--- BEGIN EXTRACTED TEXT ---
So the kind of the goal here is to just walk through like a really simple use case of plumber tableau to highlight a couple of things one how it relates to plumber and how it kind of extends what plumber can already do and then the other piece here is to just kind of showcase like what what is plumber tableau trying to solve from the developer perspective so as an as an R user what what do I get out of this tool and then the other side it's like as a as a tableau developer or tableau user how do I leverage something that's been developed in plumber tableau what's the what's the workflow and what's the pattern for using this once it's been developed so that's that's kind of the goal here I'm all I think there might be a few assumptions about kind of prerequisite plumber knowledge but I'll try to kind of highlight some of the main ideas if there's some unfamiliarity there but just like I said the use case here is really simple but I think it will help us kind of ignore or not necessarily ignore but it'll give us something concrete that we can work with that's not overly complex so we can focus instead on how the the tool is working rather than what we're trying to accomplish with it.
Setting up the problem
So all that being said the idea is I want to capitalize some text super easy but and in an R I could do that with just like the to upper function that's already there but to make this a little bit easier to kind of think about we're going to write our own function called caps which takes some input text and then we're going to use to upper in here on our input text so again nothing crazy but the idea is we can give this some sort of string hello world and we'll get back the capitalized form of that. Now let's say that for some reason this functionality is super critical to some tableau document that I have right I have a bunch of text and it has to be capitalized for my executives and this is the way I'm going to do it now it's a stretch but that's the that's the scenario scenario we're going to work with.
--- END EXTRACTED TEXT ---
--- BEGIN RAW DATA ---
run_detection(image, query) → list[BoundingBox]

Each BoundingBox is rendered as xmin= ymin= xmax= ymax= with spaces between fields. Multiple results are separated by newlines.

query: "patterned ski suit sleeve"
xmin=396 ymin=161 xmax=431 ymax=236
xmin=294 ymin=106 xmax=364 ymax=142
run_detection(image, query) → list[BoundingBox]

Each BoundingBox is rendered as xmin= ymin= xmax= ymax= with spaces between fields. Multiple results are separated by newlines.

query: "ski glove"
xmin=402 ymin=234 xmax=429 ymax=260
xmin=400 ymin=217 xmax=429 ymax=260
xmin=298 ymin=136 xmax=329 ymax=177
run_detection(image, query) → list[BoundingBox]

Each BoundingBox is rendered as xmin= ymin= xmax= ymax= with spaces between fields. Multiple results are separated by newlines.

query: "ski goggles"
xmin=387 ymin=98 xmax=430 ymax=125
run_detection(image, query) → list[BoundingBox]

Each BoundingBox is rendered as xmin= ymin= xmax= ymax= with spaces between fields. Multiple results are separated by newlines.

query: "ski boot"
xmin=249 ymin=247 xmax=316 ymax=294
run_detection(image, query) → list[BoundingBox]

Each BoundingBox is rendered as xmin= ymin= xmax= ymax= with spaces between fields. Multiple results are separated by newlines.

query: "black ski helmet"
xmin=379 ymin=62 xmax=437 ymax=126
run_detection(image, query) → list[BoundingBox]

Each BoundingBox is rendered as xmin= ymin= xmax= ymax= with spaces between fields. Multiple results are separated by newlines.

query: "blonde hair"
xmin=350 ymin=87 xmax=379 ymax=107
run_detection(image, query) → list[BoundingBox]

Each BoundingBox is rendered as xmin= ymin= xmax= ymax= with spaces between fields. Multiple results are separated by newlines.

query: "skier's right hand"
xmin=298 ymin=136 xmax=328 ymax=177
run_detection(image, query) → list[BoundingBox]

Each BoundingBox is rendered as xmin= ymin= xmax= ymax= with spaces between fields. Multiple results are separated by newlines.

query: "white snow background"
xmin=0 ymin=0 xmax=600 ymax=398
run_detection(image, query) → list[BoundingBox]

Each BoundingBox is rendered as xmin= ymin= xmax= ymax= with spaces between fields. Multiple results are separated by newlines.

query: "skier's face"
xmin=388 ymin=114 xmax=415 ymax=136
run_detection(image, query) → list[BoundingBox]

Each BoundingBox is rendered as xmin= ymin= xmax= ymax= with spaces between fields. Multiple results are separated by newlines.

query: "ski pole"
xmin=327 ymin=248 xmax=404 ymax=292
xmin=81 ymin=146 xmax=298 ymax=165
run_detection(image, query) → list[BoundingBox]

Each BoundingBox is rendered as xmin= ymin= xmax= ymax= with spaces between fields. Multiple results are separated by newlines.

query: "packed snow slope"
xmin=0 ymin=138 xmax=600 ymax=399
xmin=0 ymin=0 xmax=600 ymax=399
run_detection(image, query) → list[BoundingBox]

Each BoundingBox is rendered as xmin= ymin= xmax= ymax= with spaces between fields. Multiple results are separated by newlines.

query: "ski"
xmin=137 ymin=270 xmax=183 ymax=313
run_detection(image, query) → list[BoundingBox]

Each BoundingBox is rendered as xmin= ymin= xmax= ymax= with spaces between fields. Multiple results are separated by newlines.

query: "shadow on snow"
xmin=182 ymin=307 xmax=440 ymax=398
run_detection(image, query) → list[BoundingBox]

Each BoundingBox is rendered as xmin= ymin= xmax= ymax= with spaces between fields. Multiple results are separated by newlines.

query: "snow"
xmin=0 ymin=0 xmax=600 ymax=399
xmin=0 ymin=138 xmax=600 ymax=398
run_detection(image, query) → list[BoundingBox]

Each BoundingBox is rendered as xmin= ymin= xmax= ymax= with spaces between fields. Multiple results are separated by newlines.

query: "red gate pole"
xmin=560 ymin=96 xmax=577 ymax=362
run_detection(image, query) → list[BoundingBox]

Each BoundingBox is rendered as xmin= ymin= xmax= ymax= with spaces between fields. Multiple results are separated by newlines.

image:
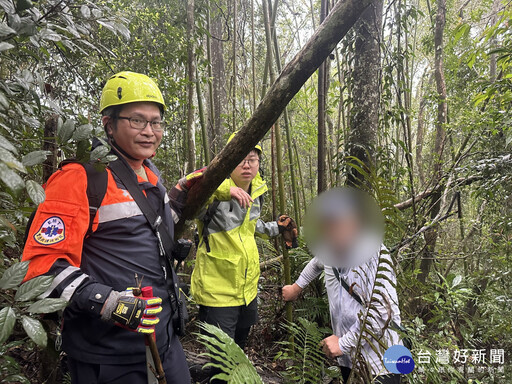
--- END RAW DATA ---
Which names of software (the programming language and the tools) does the transcript mention? List each once. The rows play no part in this.

R
plumber
plumber tableau
tableau